(Stored items)

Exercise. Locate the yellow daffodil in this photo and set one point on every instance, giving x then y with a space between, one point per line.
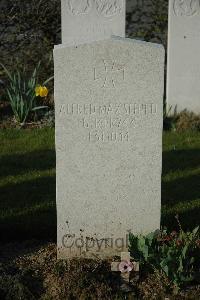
41 91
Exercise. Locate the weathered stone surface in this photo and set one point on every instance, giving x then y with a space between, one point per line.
109 102
183 88
92 20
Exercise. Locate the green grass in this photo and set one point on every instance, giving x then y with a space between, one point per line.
28 184
181 179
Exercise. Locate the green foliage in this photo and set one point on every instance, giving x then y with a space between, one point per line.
175 254
21 93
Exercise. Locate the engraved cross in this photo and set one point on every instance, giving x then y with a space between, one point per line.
109 74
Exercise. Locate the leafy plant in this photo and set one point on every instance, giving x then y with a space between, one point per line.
175 254
21 93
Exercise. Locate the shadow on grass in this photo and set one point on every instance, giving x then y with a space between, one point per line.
180 160
189 219
18 164
28 210
180 192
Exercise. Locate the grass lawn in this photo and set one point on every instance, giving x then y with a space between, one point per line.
28 183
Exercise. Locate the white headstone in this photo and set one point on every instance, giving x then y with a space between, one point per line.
109 102
183 80
92 20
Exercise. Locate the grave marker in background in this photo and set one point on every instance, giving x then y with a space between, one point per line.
85 21
183 79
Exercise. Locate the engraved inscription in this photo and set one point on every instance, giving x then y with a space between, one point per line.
109 74
108 137
186 8
79 7
107 122
109 8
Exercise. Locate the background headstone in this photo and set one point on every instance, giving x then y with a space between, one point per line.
109 103
183 80
92 20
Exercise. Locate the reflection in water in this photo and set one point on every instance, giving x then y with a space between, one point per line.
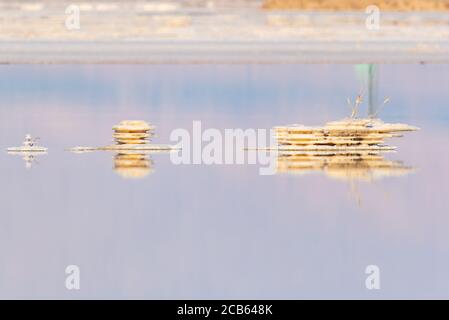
28 150
133 165
352 166
30 158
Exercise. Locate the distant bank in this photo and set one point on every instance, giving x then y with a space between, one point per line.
343 5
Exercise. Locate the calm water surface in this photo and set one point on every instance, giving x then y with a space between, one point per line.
197 231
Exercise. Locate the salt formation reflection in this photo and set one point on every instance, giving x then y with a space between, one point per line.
133 165
351 166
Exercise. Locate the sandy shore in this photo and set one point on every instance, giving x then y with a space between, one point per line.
213 31
345 5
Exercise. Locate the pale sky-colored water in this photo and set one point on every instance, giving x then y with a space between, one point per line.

_YOUR TASK_
Take the data above and repeat it exactly, leaving each picture out.

_ANSWER SPACE_
Exercise. Locate the yellow daffodil in this photo and set one point on every instance, giving x then y with a space between, one point per line.
41 91
Exercise. Locate the weathered stone surface in this photo and set one point on every instance, giving x then y with a space between, one point per line.
109 102
183 88
92 20
Exercise. Locate the green grass in this photo and set one point on every instance, giving x then y with a space between, one point per line.
28 184
181 179
Exercise. Locate the green foliage in this photo and set one point on every instance, giving x then y with a space between, one point per line.
175 254
21 93
Exercise. Locate the engraved cross in this photo and set one point on every instance, giving x then y with a space between, one point per line.
109 74
Exercise. Locate the leafy plant in this photo and set one point on every instance, giving x then y with a space between, one point per line.
175 254
21 93
Exercise. Locate the shadow on grass in this photo and set one point on every instance, giving x then y with a space between, one point per line.
180 160
189 219
18 164
28 210
180 192
Exercise. Locate the grass lawn in this photo and set one point on every instance, giving x then y with a space between, one point per line.
28 183
Exercise. Locate the white headstone in this photo and set one point on every instance, giving x then y with a space between, one point per line.
109 102
183 80
92 20
Exercise. Locate the grave marker in background in this photo and set one point on every instance, giving x then y with a space between, one point per line.
85 21
183 79
Exercise. Locate the engraved inscription in this photo and set one point on every instance, giving x then y with a space between, one point per line.
109 74
108 137
186 8
79 7
107 122
109 8
Exercise. Locate the background headstone in this photo and set one point on every instance, giving x then y with a space between, one point per line.
109 103
183 80
92 20
Exercise. Locate the reflection in water in this photo and set one point on every instance, giving x then y with a space between, one point per line.
28 150
133 165
352 166
30 158
Exercise. Locate the distant bank in this photo and set one point on every instance, giving x then y with a space between, one point per line.
343 5
Exercise. Locate the calm water surface in this photo and set one point on every instance, giving x then y with a space between, one point per line.
197 231
Exercise. Locate the salt formation reflection in this photo and set one point on every instance, giving x then y with a space between, one point per line.
133 165
351 166
Exercise. Locate the sandy shore in this photo and set one point on every instance, giving x then y with a space between, one point per line.
213 31
345 5
Exercise. Locate the pale sky-colored water in this photo and set one point on every instance, giving x then y with a space between, one point per line.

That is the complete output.